##### DATA SHOWN

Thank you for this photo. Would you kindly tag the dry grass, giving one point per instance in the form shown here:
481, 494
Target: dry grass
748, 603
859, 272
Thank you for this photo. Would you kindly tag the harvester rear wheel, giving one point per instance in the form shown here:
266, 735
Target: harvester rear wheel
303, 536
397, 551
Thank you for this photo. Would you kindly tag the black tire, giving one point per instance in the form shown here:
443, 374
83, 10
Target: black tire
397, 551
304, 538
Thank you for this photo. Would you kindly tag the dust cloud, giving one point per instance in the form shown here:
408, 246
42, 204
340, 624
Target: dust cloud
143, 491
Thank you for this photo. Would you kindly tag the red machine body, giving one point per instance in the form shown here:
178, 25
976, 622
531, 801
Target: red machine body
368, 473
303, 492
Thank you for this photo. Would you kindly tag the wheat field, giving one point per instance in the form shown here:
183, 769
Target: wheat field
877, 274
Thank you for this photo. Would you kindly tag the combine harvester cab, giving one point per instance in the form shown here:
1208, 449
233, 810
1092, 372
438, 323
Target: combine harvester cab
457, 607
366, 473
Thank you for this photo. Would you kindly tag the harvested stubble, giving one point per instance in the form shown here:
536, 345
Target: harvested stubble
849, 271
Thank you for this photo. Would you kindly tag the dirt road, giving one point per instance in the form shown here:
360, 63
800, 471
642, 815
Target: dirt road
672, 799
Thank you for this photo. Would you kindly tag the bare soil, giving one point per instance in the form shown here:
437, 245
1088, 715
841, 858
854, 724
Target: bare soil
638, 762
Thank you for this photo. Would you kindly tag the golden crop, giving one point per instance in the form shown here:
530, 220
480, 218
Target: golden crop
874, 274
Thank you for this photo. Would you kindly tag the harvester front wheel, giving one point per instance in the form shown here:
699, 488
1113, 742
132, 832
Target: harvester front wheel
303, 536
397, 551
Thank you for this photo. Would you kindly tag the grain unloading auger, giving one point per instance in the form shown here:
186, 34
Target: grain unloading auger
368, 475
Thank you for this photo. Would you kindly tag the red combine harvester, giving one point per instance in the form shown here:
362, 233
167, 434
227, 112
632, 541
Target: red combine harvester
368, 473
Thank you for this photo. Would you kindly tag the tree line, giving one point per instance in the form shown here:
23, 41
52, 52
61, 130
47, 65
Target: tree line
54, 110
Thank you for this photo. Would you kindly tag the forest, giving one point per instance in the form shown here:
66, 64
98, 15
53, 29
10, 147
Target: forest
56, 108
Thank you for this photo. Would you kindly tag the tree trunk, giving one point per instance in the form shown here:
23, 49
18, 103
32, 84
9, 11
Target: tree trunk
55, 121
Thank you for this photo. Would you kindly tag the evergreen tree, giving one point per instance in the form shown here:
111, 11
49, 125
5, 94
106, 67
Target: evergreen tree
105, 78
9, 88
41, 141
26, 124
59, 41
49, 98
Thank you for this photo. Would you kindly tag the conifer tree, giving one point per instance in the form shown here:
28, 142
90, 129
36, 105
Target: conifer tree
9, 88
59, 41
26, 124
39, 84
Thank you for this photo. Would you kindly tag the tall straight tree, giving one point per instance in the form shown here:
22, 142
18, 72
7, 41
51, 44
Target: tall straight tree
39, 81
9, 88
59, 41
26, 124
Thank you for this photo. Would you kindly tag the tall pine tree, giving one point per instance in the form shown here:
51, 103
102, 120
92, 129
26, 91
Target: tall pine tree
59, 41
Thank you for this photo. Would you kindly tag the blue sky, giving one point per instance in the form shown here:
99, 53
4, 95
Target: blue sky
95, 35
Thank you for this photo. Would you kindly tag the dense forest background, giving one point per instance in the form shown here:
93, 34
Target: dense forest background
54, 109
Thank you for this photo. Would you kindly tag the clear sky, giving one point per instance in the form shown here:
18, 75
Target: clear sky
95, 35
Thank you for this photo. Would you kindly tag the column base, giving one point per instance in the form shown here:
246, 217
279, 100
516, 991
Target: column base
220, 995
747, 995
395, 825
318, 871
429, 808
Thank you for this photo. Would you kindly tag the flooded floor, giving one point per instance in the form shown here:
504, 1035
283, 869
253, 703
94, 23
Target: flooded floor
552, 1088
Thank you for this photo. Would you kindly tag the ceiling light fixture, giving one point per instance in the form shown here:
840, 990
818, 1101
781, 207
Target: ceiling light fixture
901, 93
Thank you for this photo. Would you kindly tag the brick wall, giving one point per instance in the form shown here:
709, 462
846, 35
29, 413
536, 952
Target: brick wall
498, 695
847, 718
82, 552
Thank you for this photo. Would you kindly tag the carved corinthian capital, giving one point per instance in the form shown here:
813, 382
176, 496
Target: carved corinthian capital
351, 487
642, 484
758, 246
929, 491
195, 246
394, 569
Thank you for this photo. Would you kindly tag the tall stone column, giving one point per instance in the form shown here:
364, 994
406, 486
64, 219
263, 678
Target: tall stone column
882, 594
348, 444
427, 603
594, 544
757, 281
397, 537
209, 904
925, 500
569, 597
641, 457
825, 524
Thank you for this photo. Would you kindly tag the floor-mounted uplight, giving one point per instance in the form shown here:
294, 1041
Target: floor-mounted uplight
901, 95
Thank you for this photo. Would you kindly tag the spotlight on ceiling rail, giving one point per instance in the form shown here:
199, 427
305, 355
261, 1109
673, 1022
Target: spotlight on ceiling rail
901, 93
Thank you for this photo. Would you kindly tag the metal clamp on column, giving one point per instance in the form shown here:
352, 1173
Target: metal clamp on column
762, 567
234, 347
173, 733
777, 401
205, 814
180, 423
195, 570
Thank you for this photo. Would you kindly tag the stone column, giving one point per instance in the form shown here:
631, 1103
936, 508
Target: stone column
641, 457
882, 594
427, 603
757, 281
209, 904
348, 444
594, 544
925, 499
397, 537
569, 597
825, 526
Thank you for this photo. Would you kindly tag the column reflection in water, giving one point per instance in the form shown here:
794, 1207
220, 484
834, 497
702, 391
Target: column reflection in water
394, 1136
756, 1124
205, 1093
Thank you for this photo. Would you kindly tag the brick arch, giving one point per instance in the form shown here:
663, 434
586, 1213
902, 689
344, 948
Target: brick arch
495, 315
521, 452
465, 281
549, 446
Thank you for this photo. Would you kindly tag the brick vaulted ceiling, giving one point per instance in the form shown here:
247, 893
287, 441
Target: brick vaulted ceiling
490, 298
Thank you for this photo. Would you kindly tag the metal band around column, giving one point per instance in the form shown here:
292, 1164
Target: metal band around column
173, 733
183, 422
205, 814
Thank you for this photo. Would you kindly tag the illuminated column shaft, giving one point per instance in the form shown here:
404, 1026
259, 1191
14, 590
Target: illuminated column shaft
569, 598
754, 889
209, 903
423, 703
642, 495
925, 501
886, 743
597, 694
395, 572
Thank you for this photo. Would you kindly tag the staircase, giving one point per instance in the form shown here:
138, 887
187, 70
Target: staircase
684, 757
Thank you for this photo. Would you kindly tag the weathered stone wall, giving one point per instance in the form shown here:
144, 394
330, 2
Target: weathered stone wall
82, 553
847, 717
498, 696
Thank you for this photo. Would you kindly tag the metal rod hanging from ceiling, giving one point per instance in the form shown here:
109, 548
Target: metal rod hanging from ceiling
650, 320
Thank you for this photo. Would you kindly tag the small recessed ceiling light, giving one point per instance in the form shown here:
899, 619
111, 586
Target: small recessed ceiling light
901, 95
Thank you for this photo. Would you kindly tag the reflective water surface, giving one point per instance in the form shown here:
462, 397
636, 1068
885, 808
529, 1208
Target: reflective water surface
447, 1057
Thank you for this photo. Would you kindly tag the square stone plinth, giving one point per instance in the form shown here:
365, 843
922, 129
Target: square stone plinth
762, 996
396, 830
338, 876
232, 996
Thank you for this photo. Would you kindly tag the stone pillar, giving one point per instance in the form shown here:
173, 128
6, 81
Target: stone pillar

##########

PROBLEM - In the listing above, find each line where "pillar" occurs and copy it.

SOLUTION -
Thank you for this photo. Would you kindly tag the stone pillar, giving one point per instance in the form shown here:
Target: stone pillar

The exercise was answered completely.